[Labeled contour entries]
========================
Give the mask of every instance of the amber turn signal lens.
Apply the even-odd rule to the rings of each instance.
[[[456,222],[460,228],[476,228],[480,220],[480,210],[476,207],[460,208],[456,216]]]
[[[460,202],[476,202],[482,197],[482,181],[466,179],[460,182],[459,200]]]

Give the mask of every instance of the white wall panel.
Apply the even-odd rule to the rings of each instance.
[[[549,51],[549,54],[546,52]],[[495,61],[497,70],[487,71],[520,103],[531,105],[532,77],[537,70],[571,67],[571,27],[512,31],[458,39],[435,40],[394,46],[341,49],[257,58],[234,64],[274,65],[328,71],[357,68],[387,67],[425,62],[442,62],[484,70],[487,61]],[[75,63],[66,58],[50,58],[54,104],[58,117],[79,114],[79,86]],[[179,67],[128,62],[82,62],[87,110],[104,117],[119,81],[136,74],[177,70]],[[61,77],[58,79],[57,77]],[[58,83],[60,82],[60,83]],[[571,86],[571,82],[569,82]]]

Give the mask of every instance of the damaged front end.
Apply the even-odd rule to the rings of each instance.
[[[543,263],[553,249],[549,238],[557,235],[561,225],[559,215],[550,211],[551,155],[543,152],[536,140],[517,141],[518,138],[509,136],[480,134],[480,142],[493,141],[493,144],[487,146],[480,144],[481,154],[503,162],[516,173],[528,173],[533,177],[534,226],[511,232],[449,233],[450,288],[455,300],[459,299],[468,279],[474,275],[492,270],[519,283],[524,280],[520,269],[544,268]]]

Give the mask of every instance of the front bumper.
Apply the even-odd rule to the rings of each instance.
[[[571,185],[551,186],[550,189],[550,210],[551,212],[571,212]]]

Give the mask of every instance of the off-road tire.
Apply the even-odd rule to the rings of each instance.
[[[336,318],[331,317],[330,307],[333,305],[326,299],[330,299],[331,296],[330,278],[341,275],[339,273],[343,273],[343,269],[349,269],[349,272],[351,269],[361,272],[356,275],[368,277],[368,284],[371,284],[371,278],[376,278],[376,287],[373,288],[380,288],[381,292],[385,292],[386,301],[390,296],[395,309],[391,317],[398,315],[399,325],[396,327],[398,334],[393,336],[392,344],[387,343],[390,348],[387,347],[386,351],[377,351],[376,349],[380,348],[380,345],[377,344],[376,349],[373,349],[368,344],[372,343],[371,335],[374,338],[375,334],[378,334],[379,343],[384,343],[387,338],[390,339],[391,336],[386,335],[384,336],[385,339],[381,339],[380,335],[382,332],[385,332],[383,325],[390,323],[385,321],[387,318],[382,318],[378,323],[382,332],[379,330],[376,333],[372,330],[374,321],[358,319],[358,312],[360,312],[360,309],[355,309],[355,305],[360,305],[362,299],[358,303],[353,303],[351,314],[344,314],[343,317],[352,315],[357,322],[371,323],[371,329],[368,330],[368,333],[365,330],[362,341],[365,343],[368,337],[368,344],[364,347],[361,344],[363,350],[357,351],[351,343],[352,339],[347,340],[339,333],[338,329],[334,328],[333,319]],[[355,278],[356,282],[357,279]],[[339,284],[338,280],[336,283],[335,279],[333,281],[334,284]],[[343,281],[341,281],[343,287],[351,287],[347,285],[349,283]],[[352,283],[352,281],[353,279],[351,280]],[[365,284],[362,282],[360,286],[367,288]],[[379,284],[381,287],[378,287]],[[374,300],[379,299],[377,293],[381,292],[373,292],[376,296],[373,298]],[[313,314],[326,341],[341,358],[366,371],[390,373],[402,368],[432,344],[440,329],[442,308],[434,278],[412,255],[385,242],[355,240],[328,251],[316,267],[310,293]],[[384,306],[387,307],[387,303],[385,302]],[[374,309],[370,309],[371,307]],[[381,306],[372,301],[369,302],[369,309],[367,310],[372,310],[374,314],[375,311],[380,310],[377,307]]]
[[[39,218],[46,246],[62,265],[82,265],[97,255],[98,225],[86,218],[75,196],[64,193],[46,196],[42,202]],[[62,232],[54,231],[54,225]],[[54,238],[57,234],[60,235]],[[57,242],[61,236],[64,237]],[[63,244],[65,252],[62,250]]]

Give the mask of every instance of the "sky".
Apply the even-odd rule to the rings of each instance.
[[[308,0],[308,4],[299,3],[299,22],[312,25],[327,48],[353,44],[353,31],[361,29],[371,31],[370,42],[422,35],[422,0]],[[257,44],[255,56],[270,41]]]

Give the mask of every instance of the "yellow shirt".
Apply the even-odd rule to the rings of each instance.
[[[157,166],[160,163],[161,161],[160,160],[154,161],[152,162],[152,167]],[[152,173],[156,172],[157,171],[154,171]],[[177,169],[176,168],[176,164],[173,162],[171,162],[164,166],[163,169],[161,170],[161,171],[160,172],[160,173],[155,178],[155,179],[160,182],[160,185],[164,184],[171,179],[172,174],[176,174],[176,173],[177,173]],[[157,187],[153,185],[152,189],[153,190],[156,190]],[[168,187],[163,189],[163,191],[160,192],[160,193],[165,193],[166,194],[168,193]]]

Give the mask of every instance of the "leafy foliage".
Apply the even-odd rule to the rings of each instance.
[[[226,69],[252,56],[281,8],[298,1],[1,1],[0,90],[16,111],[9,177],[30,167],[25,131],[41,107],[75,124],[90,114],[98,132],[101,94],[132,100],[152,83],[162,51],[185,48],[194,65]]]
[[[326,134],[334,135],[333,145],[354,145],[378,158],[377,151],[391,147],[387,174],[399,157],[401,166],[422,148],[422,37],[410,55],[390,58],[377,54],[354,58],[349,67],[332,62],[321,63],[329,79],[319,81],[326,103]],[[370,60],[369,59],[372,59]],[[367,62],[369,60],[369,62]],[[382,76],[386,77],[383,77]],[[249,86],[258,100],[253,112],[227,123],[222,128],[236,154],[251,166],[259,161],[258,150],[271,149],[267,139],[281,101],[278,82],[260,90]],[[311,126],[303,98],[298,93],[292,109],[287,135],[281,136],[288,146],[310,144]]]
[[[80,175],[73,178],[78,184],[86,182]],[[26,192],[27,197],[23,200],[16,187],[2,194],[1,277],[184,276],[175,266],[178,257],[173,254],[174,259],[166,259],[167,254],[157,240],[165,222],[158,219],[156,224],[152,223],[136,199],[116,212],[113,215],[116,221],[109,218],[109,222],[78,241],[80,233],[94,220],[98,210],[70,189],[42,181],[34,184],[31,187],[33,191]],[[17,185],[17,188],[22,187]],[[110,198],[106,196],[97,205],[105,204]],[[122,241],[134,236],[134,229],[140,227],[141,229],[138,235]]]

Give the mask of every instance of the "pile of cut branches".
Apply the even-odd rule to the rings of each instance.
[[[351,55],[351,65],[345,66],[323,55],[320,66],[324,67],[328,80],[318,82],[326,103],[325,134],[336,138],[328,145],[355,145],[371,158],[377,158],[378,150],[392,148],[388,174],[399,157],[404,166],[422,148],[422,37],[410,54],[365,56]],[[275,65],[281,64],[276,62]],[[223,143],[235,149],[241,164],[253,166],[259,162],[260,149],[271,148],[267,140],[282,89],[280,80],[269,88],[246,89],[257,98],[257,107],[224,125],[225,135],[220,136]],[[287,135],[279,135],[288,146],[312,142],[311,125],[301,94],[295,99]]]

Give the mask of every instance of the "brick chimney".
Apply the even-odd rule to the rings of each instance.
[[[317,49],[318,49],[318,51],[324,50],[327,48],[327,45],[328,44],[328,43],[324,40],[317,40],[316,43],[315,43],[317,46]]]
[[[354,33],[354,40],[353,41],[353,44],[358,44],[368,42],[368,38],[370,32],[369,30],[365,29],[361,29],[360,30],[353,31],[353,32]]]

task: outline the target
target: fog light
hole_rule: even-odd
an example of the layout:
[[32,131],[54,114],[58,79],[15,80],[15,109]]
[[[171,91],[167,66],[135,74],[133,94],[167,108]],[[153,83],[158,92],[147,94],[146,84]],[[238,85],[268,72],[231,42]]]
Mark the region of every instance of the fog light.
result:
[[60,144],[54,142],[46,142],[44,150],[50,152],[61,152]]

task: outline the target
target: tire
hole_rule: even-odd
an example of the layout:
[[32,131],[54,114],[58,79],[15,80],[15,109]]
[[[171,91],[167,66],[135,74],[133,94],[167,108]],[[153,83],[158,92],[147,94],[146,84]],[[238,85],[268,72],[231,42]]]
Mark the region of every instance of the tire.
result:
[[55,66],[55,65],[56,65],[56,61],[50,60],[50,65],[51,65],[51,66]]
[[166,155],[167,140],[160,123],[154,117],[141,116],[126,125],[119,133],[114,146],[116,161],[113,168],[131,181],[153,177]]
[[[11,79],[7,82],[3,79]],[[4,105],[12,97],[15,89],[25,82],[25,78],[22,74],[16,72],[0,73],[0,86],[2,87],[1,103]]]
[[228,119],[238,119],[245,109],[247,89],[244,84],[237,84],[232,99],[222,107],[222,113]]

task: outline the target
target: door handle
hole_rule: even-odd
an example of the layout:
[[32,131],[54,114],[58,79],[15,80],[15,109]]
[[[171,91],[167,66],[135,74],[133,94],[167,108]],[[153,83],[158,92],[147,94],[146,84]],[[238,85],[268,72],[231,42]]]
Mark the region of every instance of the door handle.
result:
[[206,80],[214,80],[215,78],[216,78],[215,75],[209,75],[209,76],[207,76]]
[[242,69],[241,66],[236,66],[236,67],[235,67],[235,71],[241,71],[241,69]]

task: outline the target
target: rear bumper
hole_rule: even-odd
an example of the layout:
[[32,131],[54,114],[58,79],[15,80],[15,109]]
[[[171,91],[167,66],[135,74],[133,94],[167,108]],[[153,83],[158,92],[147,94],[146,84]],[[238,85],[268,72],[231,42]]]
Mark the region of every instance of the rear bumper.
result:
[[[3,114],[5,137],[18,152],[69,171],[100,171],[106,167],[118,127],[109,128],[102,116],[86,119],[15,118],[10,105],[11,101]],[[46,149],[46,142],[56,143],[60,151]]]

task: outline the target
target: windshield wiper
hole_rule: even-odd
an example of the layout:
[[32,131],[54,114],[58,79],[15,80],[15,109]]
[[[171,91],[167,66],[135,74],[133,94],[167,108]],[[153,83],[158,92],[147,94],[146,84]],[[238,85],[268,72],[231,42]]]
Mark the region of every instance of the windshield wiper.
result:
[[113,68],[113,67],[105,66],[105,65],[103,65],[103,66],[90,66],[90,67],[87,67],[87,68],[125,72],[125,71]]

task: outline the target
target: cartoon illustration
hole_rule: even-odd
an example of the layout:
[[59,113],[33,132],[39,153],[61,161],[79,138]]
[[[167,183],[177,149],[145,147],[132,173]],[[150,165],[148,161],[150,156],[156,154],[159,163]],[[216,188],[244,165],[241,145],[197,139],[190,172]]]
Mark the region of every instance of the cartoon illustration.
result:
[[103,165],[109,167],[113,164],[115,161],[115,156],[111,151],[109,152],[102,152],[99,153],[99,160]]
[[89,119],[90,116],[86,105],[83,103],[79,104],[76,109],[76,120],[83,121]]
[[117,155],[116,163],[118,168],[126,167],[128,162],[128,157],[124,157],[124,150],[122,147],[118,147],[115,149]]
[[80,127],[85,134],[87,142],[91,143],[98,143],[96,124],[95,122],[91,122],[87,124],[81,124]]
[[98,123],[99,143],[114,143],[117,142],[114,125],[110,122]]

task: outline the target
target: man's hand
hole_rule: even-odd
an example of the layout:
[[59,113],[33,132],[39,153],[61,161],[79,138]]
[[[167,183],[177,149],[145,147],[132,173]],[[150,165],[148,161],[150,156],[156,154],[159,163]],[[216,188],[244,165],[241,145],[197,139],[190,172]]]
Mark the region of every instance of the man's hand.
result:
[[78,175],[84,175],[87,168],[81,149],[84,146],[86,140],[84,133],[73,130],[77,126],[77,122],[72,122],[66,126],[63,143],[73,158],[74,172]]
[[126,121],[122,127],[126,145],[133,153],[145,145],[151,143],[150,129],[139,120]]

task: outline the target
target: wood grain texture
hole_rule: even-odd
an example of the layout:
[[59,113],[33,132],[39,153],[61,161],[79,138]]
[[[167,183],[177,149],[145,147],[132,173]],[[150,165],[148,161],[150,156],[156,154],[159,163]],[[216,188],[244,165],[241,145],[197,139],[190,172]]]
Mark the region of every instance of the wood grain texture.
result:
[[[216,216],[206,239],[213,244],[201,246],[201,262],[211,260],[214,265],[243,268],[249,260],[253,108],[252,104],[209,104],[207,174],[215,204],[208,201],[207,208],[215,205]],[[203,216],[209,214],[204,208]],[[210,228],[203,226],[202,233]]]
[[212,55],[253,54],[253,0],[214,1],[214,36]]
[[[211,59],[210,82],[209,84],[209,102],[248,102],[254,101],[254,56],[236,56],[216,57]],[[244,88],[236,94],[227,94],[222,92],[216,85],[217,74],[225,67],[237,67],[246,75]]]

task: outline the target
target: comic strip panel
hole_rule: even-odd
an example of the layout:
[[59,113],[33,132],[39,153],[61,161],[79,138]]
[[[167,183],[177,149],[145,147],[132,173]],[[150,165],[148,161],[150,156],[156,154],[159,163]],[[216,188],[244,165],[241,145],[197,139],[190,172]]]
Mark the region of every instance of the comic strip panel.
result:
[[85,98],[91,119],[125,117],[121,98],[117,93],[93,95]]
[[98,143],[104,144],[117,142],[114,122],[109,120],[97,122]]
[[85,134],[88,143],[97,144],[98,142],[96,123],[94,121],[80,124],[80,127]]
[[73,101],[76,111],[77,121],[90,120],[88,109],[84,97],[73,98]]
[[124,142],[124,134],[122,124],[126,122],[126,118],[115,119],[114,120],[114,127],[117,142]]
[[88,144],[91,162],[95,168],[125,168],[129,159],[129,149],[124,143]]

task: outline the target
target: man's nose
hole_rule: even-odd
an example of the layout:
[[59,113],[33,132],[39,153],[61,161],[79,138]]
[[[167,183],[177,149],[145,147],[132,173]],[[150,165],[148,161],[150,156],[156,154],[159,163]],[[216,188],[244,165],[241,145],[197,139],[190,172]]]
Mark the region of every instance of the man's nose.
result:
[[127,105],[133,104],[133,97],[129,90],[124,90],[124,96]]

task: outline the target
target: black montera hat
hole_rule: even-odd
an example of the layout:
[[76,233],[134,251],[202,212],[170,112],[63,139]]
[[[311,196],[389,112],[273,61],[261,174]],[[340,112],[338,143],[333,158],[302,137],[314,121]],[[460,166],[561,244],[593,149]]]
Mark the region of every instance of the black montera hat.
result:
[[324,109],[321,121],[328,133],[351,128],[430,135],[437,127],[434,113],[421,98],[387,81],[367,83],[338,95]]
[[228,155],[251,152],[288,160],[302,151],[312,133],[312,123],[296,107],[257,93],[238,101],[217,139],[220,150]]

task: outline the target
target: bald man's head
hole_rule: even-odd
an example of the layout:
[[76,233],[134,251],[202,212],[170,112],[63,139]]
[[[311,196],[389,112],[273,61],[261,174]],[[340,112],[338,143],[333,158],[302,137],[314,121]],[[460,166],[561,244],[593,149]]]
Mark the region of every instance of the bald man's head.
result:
========================
● **What is required**
Output the lines of the material above exactly as they appear, from the line that contains "Give the mask of every instance of the front" to the line that contains "[[[571,185],[551,186],[550,189],[550,210],[551,212],[571,212]]]", including both of those lines.

● **The answer**
Give the mask of every instance of the front bumper.
Apply the even-odd rule to the rings of each instance.
[[[571,185],[551,186],[550,189],[550,210],[551,212],[571,212]]]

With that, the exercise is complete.